__Data excerpts__
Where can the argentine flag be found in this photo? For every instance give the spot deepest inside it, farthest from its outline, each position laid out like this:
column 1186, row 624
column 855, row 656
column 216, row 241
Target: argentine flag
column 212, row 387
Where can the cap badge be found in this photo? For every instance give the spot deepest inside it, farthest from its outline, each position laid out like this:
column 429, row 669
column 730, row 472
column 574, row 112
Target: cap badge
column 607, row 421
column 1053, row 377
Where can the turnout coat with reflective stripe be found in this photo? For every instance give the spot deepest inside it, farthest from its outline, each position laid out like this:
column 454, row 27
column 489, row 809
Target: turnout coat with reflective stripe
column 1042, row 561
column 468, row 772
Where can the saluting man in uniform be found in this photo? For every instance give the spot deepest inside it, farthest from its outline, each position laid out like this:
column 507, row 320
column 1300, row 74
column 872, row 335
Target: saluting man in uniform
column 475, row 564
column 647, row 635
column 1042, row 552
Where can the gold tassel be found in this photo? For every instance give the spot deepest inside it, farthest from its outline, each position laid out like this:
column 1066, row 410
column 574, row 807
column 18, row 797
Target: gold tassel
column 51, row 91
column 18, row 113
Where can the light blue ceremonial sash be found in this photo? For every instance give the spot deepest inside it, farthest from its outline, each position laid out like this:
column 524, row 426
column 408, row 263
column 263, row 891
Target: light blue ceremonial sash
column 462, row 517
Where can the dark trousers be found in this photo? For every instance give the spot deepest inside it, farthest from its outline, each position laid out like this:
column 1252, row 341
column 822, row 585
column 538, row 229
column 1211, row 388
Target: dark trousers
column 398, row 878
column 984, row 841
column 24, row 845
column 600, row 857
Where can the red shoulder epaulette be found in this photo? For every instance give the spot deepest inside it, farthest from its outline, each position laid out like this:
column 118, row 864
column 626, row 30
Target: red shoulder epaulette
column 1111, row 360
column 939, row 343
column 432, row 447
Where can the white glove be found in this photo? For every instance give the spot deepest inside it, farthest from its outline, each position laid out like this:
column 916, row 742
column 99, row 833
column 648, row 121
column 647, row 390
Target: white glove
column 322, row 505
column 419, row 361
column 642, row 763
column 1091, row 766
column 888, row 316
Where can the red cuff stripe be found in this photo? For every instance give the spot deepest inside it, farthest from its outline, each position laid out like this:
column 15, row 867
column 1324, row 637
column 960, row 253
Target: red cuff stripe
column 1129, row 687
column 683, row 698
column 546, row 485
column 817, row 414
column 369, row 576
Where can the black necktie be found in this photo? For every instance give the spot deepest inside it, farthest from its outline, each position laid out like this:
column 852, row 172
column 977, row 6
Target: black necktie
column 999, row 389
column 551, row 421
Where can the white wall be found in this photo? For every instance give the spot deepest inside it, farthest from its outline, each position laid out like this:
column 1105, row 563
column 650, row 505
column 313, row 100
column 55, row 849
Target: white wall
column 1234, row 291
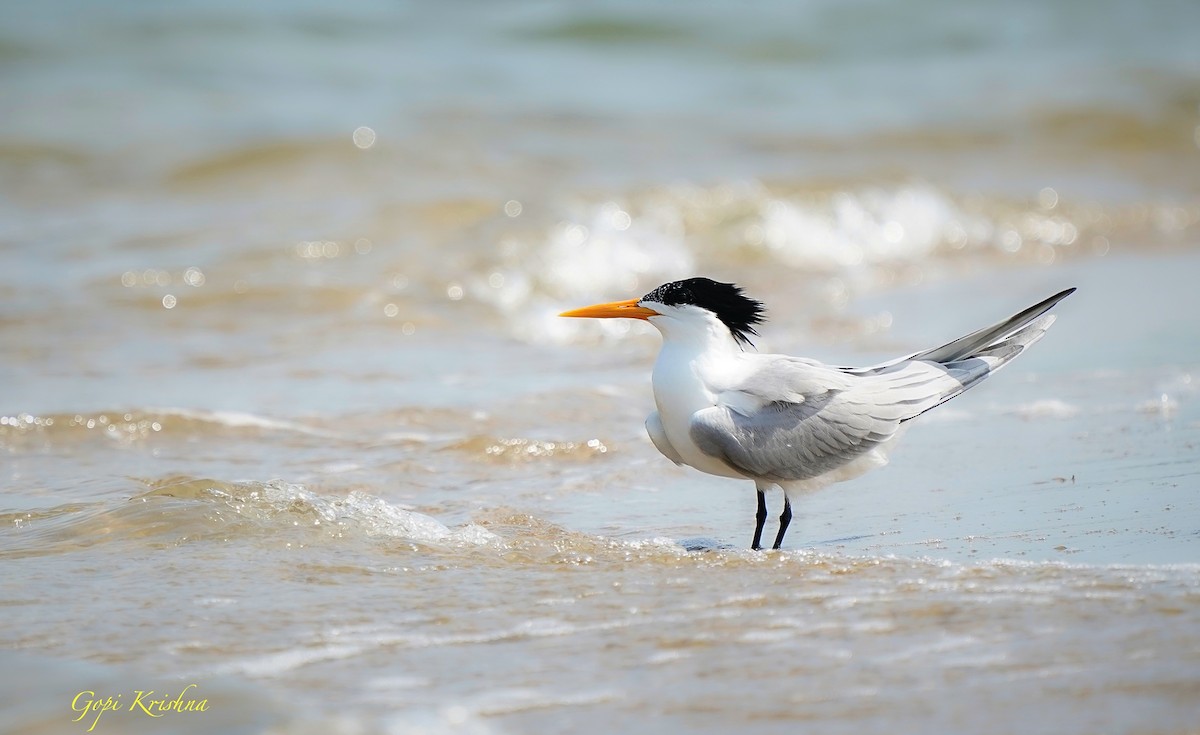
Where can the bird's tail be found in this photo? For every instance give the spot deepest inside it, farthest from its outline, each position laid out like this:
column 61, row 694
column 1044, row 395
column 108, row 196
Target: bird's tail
column 958, row 365
column 1017, row 332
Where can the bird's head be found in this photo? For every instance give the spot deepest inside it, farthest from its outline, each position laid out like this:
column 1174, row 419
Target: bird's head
column 687, row 305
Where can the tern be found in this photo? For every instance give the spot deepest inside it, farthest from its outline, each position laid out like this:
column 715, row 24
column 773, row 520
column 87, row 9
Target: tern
column 790, row 422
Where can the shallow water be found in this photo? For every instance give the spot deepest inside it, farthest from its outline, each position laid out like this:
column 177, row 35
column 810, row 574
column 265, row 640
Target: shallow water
column 287, row 412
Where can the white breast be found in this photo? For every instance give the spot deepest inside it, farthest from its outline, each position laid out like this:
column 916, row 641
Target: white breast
column 682, row 387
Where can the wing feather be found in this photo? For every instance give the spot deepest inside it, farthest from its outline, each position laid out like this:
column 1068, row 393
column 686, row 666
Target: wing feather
column 792, row 419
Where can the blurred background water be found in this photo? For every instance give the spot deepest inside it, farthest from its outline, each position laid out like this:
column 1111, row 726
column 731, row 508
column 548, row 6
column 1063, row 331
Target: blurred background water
column 287, row 411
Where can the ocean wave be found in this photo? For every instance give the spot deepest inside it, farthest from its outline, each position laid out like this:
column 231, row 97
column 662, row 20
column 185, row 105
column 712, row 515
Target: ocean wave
column 180, row 509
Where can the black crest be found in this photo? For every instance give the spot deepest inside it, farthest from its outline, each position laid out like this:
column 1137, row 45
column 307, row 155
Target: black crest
column 738, row 311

__WHAT IS EXPECTED__
Transcribe each line above exactly, pictures excluded.

__ANSWER BELOW__
Where can the argentine flag be found in this photo? For every instance give the spot deepest inside it, farthest from its outline, each position laid out like this:
column 1186, row 624
column 855, row 656
column 216, row 241
Target: argentine flag
column 212, row 387
Where can the cap badge be found in this photo? For every instance give the spot deepest inside it, farthest from its outline, each position laid out like this:
column 429, row 669
column 730, row 472
column 574, row 112
Target: cap badge
column 607, row 421
column 1053, row 377
Where can the turnout coat with reflective stripe be found in this photo? For every instance give the spot deepest inside it, farthest from its outline, each position laid out like this:
column 454, row 27
column 489, row 809
Target: turnout coat with reflective stripe
column 1042, row 561
column 468, row 772
Where can the saluting man in uniform be found in this photo? For every instance give the spot deepest inside it, farthest from its outline, each position laid out like this:
column 507, row 320
column 1300, row 74
column 872, row 335
Target: saluting man in uniform
column 475, row 564
column 647, row 635
column 1042, row 552
Where can the gold tassel be found in this photo? For every instance give the spot deepest inside it, farthest from its outline, each position laid out like this:
column 1066, row 410
column 574, row 807
column 18, row 797
Target: gold tassel
column 51, row 91
column 18, row 113
Where can the light blue ceremonial sash be found in this photo? For every instance give the spot deepest inside it, farthest from its outline, each position laid out like this:
column 524, row 426
column 408, row 263
column 263, row 891
Target: light blue ceremonial sash
column 462, row 517
Where can the dark trousers be found in this photo? For every instance give the spot deepest inside it, farthest from its outline, each position laid out like this:
column 1252, row 341
column 822, row 585
column 538, row 229
column 1211, row 388
Target: dark trousers
column 398, row 878
column 984, row 841
column 24, row 845
column 600, row 857
Where can the red shoulder epaulette be found in this photo? For every instance give the spot deepest inside it, farthest from its outline, each position laid out like this:
column 118, row 864
column 626, row 30
Target: red shoulder epaulette
column 1111, row 360
column 939, row 343
column 432, row 447
Where can the white glove be found in this photo? For every instance give the spot deepest inside it, farthest from its outline, each position laid out like this:
column 916, row 742
column 99, row 833
column 648, row 121
column 647, row 390
Target: white glove
column 322, row 505
column 419, row 361
column 642, row 763
column 1091, row 766
column 888, row 316
Where can the red cuff stripe be found in this photo? For every instance give the spot deepest inside it, farthest from its outline, each position laid out like this:
column 15, row 867
column 1324, row 637
column 960, row 253
Target: red cuff stripe
column 1129, row 687
column 683, row 698
column 546, row 485
column 817, row 414
column 369, row 576
Where can the black necktie be found in this photo? For every instance give the spot deepest inside it, farthest from its outline, each position laid out like this:
column 852, row 172
column 977, row 6
Target: black necktie
column 999, row 389
column 551, row 421
Where can the white wall be found in this photo? For every instance give the spot deepest inside it, farthest from its outline, each position laid out like this:
column 1105, row 563
column 650, row 505
column 313, row 100
column 55, row 849
Target: white wall
column 1234, row 291
Where can the bird's tail be found in this photo? For every instance give the spot deepest inside it, farthest from its outline, each position laid out like this:
column 61, row 694
column 1044, row 395
column 108, row 196
Target: bird's tail
column 958, row 365
column 1017, row 332
Where can the bird's head be found in this photo? For every instance give the spot deepest inside it, farthest from its outline, each position laid out like this:
column 1174, row 419
Target: bird's head
column 687, row 305
Where can the tern be found in this photo? For every instance give the spot deepest inside it, farthest from its outline, each position laid out like this:
column 715, row 24
column 773, row 520
column 87, row 9
Target: tern
column 790, row 422
Where can the shallow water be found in this photo? For every instance give the spot deepest inside it, farthest from its outline, each position laid out like this:
column 177, row 35
column 810, row 574
column 265, row 640
Target: shallow water
column 287, row 412
Where can the white breast be found in this photo? For every instance give the spot deepest inside it, farthest from its outline, each position laid out like this:
column 916, row 641
Target: white breast
column 682, row 387
Where can the wing feather be found in this photo? For every instance give the spot deepest inside it, farthest from its outline, each position laid out like this:
column 1068, row 393
column 686, row 666
Target: wing feather
column 792, row 419
Where can the blurred background water be found in this photo? For every instance give the spot deepest inside it, farthest from its outline, each position laid out like this:
column 1111, row 726
column 731, row 508
column 548, row 6
column 1063, row 331
Target: blurred background water
column 287, row 411
Where can the ocean wave be found in this photo? For every instance give the spot deepest inside it, farthest from its outline, each position laid out like this:
column 231, row 97
column 662, row 20
column 185, row 105
column 712, row 515
Target: ocean wave
column 180, row 509
Where can the black crest be found in this photo? For every instance give the spot deepest inside it, farthest from its outline, each position laid out like this:
column 1137, row 45
column 307, row 155
Target: black crest
column 738, row 311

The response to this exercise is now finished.